### Challenge A
According to the Natchez bidding summary, which Mississippi Supreme Court case held that the negotiation language in § 31-7-13(d)(iv) is unambiguous?
### Challenge B
Print the part of the Natchez bidding summary that opens with the words containing "The Mississippi Supreme" and closes with "of allocated funds.".

──────── Extract

If a Mississippi city's only bidder on a road project comes in over budget by more than 10%, can the city negotiate the price down?
Plain-English summary
Natchez sought bids for a roadway construction project under § 31-7-13(c) (estimated costs in excess of $75,000). The first round of bids all came in more than ten percent above the city's allocated funds. The Board rejected those bids, advertised again, and got just one bidder, also over budget by more than ten percent. The city wanted to negotiate that bid down. The question for the AG: can it?
The AG said no. § 31-7-13(d)(iv) provides:
If the lowest and best bid is not more than ten percent (10%) above the amount of funds allocated for a public construction or renovation project, then the agency or governing authority shall be permitted to negotiate with the lowest bidder in order to enter into a contract for an amount not to exceed the funds allocated.
The Mississippi Supreme Court in Hemphill Constr. Co., Inc. v. City of Clarksdale, 250 So. 3d 1258 (Miss. 2018), held this language is unambiguous. A bid more than ten percent over allocated funds takes the city outside the negotiation authority entirely. In Hemphill, both bids exceeded the allocated funds by more than ten percent, and the Supreme Court ruled the city had no authority to negotiate with either bidder.
Two clarifications:
- The number of bidders is irrelevant. Sole bidder, three bidders, ten bidders: the only thing that matters is whether the lowest bid is within ten percent of allocated funds.
- You can't bring it under ten percent through negotiation. The city had asked whether negotiation could bring the bid below the ten-percent threshold and then proceed. That's not what the statute says. The threshold is checked against the bid as submitted, not as it might be after negotiation.

────────────────
──────── Data entries

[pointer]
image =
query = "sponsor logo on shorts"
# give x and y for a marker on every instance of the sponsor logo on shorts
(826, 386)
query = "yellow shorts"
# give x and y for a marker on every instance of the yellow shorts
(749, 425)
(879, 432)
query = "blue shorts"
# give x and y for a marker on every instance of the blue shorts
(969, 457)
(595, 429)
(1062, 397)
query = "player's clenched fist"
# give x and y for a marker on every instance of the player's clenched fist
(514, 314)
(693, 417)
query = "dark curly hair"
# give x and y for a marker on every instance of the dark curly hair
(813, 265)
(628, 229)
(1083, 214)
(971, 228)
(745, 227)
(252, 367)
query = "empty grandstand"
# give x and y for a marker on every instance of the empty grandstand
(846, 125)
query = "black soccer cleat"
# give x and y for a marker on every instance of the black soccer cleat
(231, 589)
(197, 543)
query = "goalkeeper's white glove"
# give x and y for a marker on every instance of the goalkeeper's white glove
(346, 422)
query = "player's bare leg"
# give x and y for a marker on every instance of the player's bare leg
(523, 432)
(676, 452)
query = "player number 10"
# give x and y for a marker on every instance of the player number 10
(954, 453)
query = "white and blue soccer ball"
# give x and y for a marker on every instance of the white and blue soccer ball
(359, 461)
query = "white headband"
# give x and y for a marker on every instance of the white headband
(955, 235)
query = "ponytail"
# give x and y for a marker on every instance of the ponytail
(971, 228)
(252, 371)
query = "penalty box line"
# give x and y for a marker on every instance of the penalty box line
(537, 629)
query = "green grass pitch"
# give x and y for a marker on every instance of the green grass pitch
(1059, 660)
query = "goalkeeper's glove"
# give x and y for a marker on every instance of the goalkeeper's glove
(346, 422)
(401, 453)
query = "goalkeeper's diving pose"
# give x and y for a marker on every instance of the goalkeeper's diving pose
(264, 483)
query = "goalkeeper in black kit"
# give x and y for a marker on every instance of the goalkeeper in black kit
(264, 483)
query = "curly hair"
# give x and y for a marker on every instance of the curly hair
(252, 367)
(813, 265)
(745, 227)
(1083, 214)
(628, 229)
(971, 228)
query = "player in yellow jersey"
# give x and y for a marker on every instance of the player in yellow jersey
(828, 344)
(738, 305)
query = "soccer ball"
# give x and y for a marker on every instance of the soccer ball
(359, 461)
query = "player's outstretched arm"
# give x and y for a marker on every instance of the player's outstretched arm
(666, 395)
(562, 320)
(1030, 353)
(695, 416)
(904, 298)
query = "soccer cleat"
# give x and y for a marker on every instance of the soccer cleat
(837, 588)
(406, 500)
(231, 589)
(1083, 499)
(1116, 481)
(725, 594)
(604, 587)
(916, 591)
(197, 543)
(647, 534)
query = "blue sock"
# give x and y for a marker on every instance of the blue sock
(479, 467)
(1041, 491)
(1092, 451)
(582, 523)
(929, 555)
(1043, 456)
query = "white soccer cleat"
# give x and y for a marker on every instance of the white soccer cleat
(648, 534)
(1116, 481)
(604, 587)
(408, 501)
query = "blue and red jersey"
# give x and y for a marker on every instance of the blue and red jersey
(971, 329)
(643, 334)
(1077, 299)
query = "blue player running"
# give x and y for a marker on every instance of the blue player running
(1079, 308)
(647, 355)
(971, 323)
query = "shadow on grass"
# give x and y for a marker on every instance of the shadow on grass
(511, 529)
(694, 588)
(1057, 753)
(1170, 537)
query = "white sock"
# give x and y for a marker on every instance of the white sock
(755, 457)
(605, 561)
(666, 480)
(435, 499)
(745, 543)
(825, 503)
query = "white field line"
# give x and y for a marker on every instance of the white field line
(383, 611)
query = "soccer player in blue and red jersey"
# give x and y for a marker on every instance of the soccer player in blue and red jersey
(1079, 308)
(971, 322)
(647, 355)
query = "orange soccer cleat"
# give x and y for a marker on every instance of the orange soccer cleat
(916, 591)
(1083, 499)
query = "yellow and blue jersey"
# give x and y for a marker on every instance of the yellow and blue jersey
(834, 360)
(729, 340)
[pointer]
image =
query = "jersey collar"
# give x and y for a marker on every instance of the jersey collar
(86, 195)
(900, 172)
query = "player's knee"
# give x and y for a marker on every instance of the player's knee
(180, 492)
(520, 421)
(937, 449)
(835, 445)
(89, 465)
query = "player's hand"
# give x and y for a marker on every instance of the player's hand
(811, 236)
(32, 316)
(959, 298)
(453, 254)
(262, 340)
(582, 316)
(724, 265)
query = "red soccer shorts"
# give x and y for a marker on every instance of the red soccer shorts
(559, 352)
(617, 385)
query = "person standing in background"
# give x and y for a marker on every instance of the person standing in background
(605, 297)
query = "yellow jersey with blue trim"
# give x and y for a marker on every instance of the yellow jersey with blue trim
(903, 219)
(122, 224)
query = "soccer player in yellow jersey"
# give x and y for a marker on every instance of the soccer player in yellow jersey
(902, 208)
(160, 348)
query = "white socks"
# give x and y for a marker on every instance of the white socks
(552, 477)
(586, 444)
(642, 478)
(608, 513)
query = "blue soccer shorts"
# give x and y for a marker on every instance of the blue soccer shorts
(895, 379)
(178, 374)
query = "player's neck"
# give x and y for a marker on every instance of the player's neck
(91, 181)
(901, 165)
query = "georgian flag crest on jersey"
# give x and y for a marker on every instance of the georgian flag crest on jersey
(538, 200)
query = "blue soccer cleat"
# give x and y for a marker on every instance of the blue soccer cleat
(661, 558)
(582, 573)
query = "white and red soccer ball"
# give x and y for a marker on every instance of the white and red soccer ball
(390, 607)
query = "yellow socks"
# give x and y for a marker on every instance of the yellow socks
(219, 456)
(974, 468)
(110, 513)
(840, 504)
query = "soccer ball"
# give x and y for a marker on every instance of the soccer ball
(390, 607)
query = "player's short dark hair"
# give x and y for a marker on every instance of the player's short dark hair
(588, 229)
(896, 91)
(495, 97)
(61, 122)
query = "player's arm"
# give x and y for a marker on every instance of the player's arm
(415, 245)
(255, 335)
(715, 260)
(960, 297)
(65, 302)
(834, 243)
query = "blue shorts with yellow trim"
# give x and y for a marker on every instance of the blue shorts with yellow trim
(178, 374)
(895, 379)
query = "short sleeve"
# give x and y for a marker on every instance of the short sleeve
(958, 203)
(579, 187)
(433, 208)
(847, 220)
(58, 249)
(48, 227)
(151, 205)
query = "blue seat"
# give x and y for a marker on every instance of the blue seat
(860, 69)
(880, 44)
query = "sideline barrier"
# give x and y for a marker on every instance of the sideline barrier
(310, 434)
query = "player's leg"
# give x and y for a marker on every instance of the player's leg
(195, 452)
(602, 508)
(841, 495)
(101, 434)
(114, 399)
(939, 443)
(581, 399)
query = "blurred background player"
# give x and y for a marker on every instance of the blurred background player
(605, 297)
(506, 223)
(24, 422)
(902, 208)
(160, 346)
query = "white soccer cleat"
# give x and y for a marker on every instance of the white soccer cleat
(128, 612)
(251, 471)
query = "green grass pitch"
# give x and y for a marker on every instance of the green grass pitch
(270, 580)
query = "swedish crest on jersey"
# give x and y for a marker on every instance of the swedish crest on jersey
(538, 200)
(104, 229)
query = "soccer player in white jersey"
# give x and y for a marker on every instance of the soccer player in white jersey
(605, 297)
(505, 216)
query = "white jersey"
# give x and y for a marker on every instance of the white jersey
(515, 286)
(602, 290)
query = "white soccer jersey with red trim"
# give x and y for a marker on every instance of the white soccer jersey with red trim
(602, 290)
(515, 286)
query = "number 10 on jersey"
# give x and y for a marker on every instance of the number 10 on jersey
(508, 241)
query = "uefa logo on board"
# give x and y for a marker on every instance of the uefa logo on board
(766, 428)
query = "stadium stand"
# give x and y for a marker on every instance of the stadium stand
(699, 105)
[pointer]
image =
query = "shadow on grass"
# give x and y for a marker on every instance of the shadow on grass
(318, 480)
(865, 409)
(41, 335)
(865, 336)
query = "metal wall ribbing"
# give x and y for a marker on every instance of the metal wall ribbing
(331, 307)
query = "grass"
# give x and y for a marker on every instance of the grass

────────────────

### Complete response A
Hemphill Constr. Co., Inc. v. City of Clarksdale, 250 So. 3d 1258 (Miss. 2018).

### Complete response B
The Mississippi Supreme Court in Hemphill Constr. Co., Inc. v. City of Clarksdale, 250 So. 3d 1258 (Miss. 2018), held this language is unambiguous. A bid more than ten percent over allocated funds takes the city outside the negotiation authority entirely. In Hemphill, both bids exceeded the allocated funds by more than ten percent, and the Supreme Court ruled the city had no authority to negotiate with either bidder.
Two clarifications:
- The number of bidders is irrelevant. Sole bidder, three bidders, ten bidders: the only thing that matters is whether the lowest bid is within ten percent of allocated funds.